**WORK REQUIRED:**
An exact copy of every record below is needed, with all pictures removed.

**RECORDED DATA:**

━━━

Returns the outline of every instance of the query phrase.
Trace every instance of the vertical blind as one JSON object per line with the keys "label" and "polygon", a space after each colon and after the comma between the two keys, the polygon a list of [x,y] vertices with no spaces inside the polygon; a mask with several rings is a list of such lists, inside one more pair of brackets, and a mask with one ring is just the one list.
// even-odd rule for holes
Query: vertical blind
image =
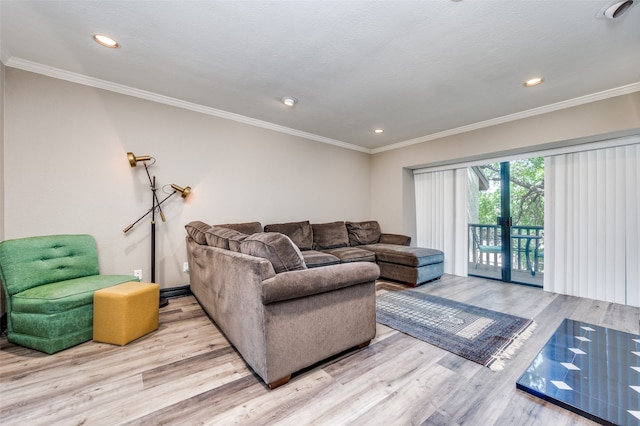
{"label": "vertical blind", "polygon": [[640,144],[545,157],[544,289],[640,306]]}
{"label": "vertical blind", "polygon": [[444,272],[467,275],[467,169],[414,176],[419,247],[444,252]]}
{"label": "vertical blind", "polygon": [[[639,140],[532,154],[545,156],[546,291],[640,306]],[[414,171],[417,245],[442,250],[448,274],[468,272],[466,167],[474,164]]]}

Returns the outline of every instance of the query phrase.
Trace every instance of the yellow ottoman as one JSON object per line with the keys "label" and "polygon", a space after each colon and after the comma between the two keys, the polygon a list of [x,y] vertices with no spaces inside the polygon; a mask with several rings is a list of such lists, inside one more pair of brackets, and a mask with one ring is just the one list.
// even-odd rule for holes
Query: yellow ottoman
{"label": "yellow ottoman", "polygon": [[93,340],[126,345],[158,329],[160,286],[128,282],[93,295]]}

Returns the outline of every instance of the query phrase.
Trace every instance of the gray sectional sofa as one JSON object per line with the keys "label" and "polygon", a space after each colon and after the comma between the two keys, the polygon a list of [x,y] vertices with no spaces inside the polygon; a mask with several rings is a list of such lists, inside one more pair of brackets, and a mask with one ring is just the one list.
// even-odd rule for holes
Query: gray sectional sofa
{"label": "gray sectional sofa", "polygon": [[[273,389],[376,334],[372,262],[307,268],[286,235],[187,228],[194,296],[253,371]],[[257,225],[260,226],[259,224]],[[253,229],[262,231],[262,228]]]}
{"label": "gray sectional sofa", "polygon": [[375,221],[185,228],[191,291],[272,389],[369,344],[381,271],[410,285],[442,275],[442,252],[409,247]]}
{"label": "gray sectional sofa", "polygon": [[309,268],[376,262],[382,278],[412,287],[438,279],[444,272],[444,254],[440,250],[410,247],[411,237],[383,233],[375,220],[322,224],[289,222],[266,225],[264,230],[291,238]]}

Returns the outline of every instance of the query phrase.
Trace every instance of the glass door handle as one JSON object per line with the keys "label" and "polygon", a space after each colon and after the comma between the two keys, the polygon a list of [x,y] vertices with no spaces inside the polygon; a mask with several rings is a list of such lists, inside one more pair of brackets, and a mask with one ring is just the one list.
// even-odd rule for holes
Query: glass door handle
{"label": "glass door handle", "polygon": [[498,225],[498,226],[508,226],[508,227],[511,227],[511,226],[513,226],[513,218],[508,217],[508,218],[506,218],[506,220],[505,220],[505,218],[503,218],[502,216],[498,216],[497,225]]}

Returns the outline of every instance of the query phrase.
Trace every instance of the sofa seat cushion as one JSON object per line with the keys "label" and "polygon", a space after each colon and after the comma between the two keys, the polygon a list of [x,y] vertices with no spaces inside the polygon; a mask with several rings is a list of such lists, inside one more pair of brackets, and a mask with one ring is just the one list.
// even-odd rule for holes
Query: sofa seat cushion
{"label": "sofa seat cushion", "polygon": [[302,251],[313,249],[313,230],[308,220],[265,225],[264,230],[265,232],[279,232],[286,235]]}
{"label": "sofa seat cushion", "polygon": [[93,304],[93,293],[136,280],[129,275],[91,275],[33,287],[11,298],[14,313],[53,314]]}
{"label": "sofa seat cushion", "polygon": [[436,249],[395,244],[369,244],[362,248],[375,252],[378,262],[415,267],[444,262],[444,253]]}
{"label": "sofa seat cushion", "polygon": [[307,268],[318,268],[320,266],[337,265],[340,263],[339,258],[323,251],[305,250],[301,253]]}
{"label": "sofa seat cushion", "polygon": [[360,246],[380,242],[380,224],[375,220],[346,222],[349,245]]}
{"label": "sofa seat cushion", "polygon": [[276,273],[307,269],[298,247],[289,237],[277,232],[249,235],[240,243],[240,253],[267,259]]}
{"label": "sofa seat cushion", "polygon": [[349,246],[349,234],[344,222],[312,224],[313,249],[326,250]]}
{"label": "sofa seat cushion", "polygon": [[205,231],[207,245],[221,249],[240,251],[240,243],[247,238],[247,234],[230,228],[212,226]]}
{"label": "sofa seat cushion", "polygon": [[340,247],[325,250],[324,252],[336,256],[338,259],[340,259],[341,263],[376,261],[375,253],[369,250],[363,250],[358,247]]}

━━━

**RESULT:**
Returns the outline of every instance of the query phrase.
Trace every instance of the vertical blind as one JSON object per line with the keys "label" and "polygon", a space after each colon and after the comma between the two keys, the polygon a list of [x,y] vertices with no spaces inside the polygon; a mask with several rings is a list of such lists, inside one more pair of brackets, and a mask with one ring is just the one list.
// even-odd rule for holes
Query: vertical blind
image =
{"label": "vertical blind", "polygon": [[640,144],[545,157],[544,289],[640,306]]}
{"label": "vertical blind", "polygon": [[444,272],[467,275],[467,169],[414,176],[419,247],[444,252]]}
{"label": "vertical blind", "polygon": [[[639,140],[532,154],[545,156],[546,291],[640,306]],[[414,171],[417,245],[442,250],[448,274],[468,272],[466,167],[474,164]]]}

Returns the outline of every instance of the query phrase.
Trace every instance of the yellow ottoman as one JSON object per line with the keys "label" and "polygon", a space after each colon and after the comma between the two keys, the polygon a list of [x,y] vertices with no spaces inside the polygon; a mask with several rings is a list of such lists, inside one more pair of brackets, and a mask with one ring is just the one list.
// even-odd rule for holes
Query: yellow ottoman
{"label": "yellow ottoman", "polygon": [[93,340],[126,345],[158,329],[160,286],[128,282],[93,295]]}

Returns the outline of every instance of the query phrase.
Trace every instance of the gray sectional sofa as one JSON object per line with the keys "label" and "polygon", a space after each colon and after the comma between the two keys, the polygon a list of [x,y] vertices with no spaces inside the polygon; a mask with several rings is a list of such lists, inside one more pair of brackets, and a mask with one ring is just the one list.
// even-odd rule for holes
Query: gray sectional sofa
{"label": "gray sectional sofa", "polygon": [[[273,389],[376,334],[372,262],[307,268],[286,235],[187,228],[194,296],[253,371]],[[257,225],[260,226],[259,224]],[[253,229],[262,231],[262,228]]]}
{"label": "gray sectional sofa", "polygon": [[375,221],[185,228],[191,291],[272,389],[369,344],[381,271],[410,285],[442,275],[442,252],[409,247]]}
{"label": "gray sectional sofa", "polygon": [[309,268],[376,262],[382,278],[412,287],[438,279],[444,272],[444,254],[440,250],[410,247],[411,237],[383,233],[375,220],[322,224],[289,222],[266,225],[264,230],[291,238]]}

Returns the outline of every instance of the query phrase.
Trace every instance of the glass door handle as one JSON object per line with the keys "label" and "polygon", a space after each colon and after the comma between the two keys, the polygon a list of [x,y] vertices with no spaces inside the polygon; a mask with several rings is a list of such lists, inside one more pair of brackets, and a mask with one ring is just the one list.
// even-odd rule for holes
Query: glass door handle
{"label": "glass door handle", "polygon": [[498,225],[498,226],[508,226],[508,227],[511,227],[511,226],[513,226],[513,218],[508,217],[508,218],[506,218],[506,220],[505,220],[505,218],[503,218],[502,216],[498,216],[497,225]]}

Returns the outline of every instance of the query phrase.
Trace every instance of the sofa seat cushion as one JSON object per line with the keys "label" and "polygon", a space after each colon and after the comma between the two keys, the polygon a list of [x,y] vertices with no spaces inside the polygon; a mask with several rings is a list of such lists, inside one more pair of brackets, and a mask with one ring is just the one list.
// even-odd rule for holes
Query: sofa seat cushion
{"label": "sofa seat cushion", "polygon": [[302,251],[313,249],[313,230],[308,220],[265,225],[264,230],[265,232],[279,232],[286,235]]}
{"label": "sofa seat cushion", "polygon": [[93,304],[93,293],[136,280],[129,275],[91,275],[33,287],[11,298],[14,313],[53,314]]}
{"label": "sofa seat cushion", "polygon": [[436,249],[395,244],[369,244],[362,248],[375,252],[378,262],[415,267],[444,262],[444,253]]}
{"label": "sofa seat cushion", "polygon": [[307,268],[318,268],[320,266],[337,265],[340,263],[339,258],[323,251],[305,250],[301,253]]}
{"label": "sofa seat cushion", "polygon": [[360,246],[380,242],[380,224],[375,220],[346,222],[349,245]]}
{"label": "sofa seat cushion", "polygon": [[276,273],[307,269],[298,247],[289,237],[277,232],[249,235],[240,243],[240,253],[267,259]]}
{"label": "sofa seat cushion", "polygon": [[349,246],[349,234],[344,222],[312,224],[313,249],[326,250]]}
{"label": "sofa seat cushion", "polygon": [[205,231],[207,245],[221,249],[240,251],[240,243],[247,238],[247,234],[230,228],[212,226]]}
{"label": "sofa seat cushion", "polygon": [[340,247],[325,250],[324,252],[336,256],[338,259],[340,259],[341,263],[376,261],[375,253],[369,250],[363,250],[358,247]]}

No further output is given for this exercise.